[STORED DATA start]

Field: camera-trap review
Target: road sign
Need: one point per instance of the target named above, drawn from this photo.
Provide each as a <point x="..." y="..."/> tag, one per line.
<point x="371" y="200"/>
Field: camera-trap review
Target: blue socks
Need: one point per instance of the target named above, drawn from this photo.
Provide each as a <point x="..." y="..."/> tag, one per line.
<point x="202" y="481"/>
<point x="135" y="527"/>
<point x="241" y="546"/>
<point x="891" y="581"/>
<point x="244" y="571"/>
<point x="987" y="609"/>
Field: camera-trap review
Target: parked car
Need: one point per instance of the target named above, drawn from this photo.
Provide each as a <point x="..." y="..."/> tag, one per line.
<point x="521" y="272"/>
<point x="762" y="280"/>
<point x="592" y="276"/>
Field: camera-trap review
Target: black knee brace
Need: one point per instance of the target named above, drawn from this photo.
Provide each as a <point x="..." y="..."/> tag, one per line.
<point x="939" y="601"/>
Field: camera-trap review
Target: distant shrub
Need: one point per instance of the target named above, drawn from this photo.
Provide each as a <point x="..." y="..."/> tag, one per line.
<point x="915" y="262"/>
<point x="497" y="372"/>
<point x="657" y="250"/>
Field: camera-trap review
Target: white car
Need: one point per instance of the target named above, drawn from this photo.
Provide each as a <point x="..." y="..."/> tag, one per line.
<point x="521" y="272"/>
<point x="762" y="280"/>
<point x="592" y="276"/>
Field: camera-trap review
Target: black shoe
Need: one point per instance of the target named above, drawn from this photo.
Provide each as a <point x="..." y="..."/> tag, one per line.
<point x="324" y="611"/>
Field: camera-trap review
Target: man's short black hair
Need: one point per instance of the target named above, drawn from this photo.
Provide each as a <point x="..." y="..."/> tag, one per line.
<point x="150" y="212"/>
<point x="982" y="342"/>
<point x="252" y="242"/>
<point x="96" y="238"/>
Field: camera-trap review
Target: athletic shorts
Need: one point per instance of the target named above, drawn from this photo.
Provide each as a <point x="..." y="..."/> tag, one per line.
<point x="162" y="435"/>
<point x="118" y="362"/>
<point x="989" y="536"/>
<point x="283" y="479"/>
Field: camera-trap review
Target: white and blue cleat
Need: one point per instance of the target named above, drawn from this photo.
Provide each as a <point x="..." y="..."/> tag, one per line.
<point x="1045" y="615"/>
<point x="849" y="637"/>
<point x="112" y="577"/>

[STORED DATA end]

THE EXERCISE: Output the records exactly, including every line.

THE OUTPUT:
Field: camera-trap review
Target: road sign
Need: one point per instance of the target named above, drawn from this photo.
Provide each as a <point x="..." y="..."/> tag, one per line.
<point x="371" y="200"/>
Field: camera-trap review
Target: blue socks
Need: one point per instance of the target named above, drawn from this photo.
Provide each as a <point x="..." y="..."/> tag, one per line.
<point x="202" y="481"/>
<point x="135" y="527"/>
<point x="241" y="546"/>
<point x="891" y="581"/>
<point x="244" y="571"/>
<point x="987" y="609"/>
Field: camera-trap review
Target: parked car
Need: one point per instance of the target named above, drawn from this photo.
Provide each as a <point x="..." y="..."/> tag, one per line.
<point x="521" y="272"/>
<point x="762" y="280"/>
<point x="592" y="276"/>
Field: camera-trap review
Target: black knee brace
Need: one point per instance of the target named above, drawn from this photo.
Provide each as a <point x="..." y="..."/> tag, one per line.
<point x="939" y="601"/>
Field: camera-trap review
Target: distant shrub
Need: one point per instance of the target named above, drawn from this photo.
Provide each as a <point x="..." y="..."/> tag, one per line.
<point x="915" y="262"/>
<point x="497" y="372"/>
<point x="657" y="250"/>
Field: camera-trap review
Target: white car
Need: one point per instance of the target named above, drawn from this photo.
Provide each as a <point x="..." y="..."/> tag, one per line.
<point x="521" y="272"/>
<point x="762" y="280"/>
<point x="592" y="276"/>
Field: camera-trap review
Target: black shoe
Need: one point per instance of the target named above, drawn from this photo.
Provide each as a <point x="..." y="..."/> tag, one per line.
<point x="324" y="611"/>
Field: camera-trap review
Target: man's short black hair
Need: one point per instance of the target named above, drawn from this photo.
Provide each as a <point x="..." y="..."/> tag, one per line.
<point x="150" y="212"/>
<point x="982" y="342"/>
<point x="252" y="242"/>
<point x="96" y="238"/>
Field: camera-trap review
Target: athletic shorts
Need: one point per instance of the target named above, drawn from this photo.
Provide each as a <point x="..." y="..."/> tag, one per line.
<point x="162" y="435"/>
<point x="118" y="362"/>
<point x="989" y="536"/>
<point x="283" y="479"/>
Field: camera-trap review
Target: white and blue cleat
Need: one point per instance of the target named above, drawn from this photo.
Provide each as a <point x="..." y="..."/> tag, one per line.
<point x="1045" y="615"/>
<point x="849" y="637"/>
<point x="112" y="577"/>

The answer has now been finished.